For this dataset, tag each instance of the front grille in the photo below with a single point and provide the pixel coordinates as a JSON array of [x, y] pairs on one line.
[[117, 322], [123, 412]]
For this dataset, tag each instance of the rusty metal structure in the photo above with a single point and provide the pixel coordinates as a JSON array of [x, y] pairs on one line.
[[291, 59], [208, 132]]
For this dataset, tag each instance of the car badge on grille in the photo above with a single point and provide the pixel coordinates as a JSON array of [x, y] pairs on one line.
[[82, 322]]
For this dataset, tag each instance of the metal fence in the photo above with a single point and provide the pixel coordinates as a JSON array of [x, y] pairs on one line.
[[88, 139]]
# # #
#### [The problem]
Please reproduce all of the entries with "single point" renamed to "single marker" throughout, keeping everything else the same.

#### [Result for this task]
For this dataset, tag each instance of the front grille in the photo below with a single marker and provide the pixel coordinates as a JSON array of [x, y] pairs on one line.
[[117, 322], [123, 412]]
For this dataset, tag each instance of the rusty metal structure in the photo above with a single marker and provide the pixel coordinates as a JSON array of [x, y] pairs on one line.
[[291, 59], [208, 132]]
For this dataset, tag each instance of the car badge on grille in the photo above with a single marker and provide the pixel coordinates as a JSON array of [x, y] pairs on one line.
[[82, 322]]
For this dataset, tag each instance of the metal fence in the photo above with a single marker and provide the pixel coordinates as a JSON array of [x, y] pairs on one line.
[[88, 139]]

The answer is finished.